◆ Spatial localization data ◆
──────

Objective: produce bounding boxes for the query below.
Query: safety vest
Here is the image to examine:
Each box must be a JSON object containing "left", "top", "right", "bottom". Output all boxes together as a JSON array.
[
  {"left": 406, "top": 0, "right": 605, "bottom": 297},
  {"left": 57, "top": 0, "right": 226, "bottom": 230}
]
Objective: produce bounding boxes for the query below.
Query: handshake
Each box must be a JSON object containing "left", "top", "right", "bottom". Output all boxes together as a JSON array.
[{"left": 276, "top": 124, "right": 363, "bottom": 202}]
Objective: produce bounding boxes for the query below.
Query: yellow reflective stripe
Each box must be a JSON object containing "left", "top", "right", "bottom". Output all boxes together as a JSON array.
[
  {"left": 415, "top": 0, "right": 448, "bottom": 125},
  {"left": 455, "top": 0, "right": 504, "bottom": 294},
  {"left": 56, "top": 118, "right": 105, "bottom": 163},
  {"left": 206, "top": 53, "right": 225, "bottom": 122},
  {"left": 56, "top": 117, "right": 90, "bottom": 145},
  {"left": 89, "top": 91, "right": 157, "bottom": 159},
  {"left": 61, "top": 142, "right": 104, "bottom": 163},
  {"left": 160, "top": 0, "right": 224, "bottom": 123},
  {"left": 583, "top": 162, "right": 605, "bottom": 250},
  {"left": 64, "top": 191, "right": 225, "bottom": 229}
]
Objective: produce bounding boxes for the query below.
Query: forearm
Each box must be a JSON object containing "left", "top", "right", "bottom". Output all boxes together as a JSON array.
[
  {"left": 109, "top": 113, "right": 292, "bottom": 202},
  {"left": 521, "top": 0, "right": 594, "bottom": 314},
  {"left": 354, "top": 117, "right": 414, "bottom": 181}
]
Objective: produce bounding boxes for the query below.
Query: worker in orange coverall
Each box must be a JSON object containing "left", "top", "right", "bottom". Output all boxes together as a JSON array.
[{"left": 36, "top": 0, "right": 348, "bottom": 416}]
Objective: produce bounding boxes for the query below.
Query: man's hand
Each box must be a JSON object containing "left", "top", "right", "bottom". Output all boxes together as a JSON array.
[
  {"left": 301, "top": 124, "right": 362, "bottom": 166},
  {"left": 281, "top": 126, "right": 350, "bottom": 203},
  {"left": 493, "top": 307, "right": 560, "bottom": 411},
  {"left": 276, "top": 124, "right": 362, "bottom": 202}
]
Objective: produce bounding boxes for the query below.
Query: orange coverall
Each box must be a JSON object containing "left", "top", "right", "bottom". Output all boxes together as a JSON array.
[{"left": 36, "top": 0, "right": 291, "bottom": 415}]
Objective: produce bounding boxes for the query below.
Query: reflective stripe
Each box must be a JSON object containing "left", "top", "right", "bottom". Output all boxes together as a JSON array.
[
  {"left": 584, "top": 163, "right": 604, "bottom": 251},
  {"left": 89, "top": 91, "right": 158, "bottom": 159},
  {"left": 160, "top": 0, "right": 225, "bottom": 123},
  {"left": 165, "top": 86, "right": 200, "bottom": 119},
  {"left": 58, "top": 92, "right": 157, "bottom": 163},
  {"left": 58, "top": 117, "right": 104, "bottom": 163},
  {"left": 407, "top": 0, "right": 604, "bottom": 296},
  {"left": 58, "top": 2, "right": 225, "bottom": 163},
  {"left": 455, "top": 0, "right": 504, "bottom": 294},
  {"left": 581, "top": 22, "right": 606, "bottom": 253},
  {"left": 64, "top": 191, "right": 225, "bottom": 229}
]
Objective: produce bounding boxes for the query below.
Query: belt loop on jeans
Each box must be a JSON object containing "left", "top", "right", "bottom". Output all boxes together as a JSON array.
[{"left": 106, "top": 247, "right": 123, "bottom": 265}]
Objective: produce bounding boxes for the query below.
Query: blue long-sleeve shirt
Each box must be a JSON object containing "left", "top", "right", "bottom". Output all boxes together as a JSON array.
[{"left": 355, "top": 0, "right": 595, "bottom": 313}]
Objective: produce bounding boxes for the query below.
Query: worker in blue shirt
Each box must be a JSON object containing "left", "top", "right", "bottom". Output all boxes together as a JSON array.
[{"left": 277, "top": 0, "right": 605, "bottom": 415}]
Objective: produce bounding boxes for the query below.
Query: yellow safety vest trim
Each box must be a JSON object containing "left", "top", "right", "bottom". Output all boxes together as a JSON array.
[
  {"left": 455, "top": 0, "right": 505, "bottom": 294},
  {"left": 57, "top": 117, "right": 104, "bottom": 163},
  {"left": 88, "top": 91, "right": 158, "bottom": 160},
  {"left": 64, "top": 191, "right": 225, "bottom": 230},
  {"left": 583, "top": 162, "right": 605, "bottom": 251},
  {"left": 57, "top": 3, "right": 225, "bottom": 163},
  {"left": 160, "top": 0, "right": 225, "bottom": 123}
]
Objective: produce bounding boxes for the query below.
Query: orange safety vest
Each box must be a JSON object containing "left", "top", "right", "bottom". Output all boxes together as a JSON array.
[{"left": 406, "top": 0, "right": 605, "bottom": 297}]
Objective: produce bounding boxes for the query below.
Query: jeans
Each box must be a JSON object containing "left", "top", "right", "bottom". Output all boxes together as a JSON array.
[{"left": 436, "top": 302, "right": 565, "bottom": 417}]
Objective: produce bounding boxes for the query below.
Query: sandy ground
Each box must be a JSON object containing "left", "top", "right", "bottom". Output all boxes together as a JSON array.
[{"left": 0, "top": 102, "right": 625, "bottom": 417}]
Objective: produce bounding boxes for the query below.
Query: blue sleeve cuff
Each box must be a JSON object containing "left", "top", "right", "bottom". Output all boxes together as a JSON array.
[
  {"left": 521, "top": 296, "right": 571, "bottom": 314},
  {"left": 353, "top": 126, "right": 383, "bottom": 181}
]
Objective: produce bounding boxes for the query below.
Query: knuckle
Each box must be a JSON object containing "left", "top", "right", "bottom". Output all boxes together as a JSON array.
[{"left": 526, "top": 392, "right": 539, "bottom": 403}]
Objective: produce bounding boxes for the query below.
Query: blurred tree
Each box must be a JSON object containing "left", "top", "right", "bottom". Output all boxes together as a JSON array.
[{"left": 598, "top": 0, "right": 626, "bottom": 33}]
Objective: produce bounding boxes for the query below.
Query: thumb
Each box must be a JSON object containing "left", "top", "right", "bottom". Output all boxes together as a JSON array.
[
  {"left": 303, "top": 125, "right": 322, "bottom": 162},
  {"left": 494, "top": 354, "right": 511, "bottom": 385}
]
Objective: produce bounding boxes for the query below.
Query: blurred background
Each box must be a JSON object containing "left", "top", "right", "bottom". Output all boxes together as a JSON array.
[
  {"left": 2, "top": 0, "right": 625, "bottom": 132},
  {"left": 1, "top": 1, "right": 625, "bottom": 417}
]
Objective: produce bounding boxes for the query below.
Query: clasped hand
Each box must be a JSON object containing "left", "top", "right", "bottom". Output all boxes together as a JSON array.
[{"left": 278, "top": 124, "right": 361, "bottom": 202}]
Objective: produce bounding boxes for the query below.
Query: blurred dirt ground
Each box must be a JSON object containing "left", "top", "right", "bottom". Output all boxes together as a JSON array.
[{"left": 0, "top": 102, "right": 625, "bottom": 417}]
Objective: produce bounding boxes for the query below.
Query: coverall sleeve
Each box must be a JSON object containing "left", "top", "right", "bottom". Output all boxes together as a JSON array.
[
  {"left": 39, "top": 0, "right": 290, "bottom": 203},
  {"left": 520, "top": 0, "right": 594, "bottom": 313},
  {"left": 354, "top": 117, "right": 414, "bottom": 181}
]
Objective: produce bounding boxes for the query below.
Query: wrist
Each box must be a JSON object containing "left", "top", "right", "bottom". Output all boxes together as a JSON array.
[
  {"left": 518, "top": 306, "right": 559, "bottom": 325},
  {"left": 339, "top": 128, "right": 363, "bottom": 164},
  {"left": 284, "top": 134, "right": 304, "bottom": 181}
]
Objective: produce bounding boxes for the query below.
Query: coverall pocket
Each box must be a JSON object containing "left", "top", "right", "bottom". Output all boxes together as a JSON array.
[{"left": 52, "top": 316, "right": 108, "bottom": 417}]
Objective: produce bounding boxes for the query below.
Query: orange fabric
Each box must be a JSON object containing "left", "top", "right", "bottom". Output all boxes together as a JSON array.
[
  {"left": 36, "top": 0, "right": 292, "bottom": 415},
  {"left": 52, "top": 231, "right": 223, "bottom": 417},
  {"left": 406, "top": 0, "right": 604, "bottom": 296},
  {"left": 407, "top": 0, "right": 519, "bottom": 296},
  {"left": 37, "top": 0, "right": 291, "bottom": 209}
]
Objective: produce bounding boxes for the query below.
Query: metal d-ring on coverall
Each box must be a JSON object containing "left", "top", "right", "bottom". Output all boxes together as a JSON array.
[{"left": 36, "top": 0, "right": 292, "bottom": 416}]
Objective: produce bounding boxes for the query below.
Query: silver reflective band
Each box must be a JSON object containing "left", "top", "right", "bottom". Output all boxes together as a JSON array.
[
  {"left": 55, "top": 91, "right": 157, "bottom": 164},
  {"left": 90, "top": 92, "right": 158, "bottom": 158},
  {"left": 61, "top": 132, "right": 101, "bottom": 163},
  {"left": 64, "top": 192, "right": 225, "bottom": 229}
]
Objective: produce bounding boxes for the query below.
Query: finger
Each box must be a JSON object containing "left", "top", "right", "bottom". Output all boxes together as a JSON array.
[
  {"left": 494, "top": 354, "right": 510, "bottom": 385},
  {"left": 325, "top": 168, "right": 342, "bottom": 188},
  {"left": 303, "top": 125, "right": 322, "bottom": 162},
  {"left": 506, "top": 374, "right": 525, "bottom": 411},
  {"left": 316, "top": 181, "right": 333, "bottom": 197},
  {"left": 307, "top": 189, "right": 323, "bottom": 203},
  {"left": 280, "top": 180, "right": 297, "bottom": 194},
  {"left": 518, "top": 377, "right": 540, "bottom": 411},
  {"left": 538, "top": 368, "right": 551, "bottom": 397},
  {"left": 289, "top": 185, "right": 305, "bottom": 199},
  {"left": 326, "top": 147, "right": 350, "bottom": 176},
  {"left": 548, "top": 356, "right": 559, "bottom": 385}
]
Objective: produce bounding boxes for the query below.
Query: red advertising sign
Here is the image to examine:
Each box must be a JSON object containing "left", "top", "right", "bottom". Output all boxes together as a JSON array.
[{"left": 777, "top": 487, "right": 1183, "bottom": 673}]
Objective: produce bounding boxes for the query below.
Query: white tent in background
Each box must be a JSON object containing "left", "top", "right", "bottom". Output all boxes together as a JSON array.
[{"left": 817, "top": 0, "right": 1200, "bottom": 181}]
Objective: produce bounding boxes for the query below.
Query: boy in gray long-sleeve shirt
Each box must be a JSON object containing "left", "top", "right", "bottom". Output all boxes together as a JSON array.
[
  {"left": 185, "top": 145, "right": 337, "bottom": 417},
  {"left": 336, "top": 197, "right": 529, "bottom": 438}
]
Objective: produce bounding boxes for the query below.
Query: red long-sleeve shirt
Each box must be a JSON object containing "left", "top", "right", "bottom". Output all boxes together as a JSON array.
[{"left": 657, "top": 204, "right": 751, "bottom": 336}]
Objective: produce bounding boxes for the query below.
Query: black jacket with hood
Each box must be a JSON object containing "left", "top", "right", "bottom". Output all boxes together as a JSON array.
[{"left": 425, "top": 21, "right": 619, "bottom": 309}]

──────

◆ Task goal ◆
The answer should be an exact copy of the lines from the first line of the data through the line with "Query: handshake" and should contain nothing else.

◆ Answer to this task ◆
Objective: produce bounding boxes for the query below.
Query: safety vest
Here is the image to examine:
Each box must be a JSON object containing "left", "top", "right", "bottom". Output all boxes together as a JSON array.
[
  {"left": 406, "top": 0, "right": 605, "bottom": 297},
  {"left": 57, "top": 0, "right": 226, "bottom": 230}
]
Objective: produce bounding boxes for the query below.
Query: handshake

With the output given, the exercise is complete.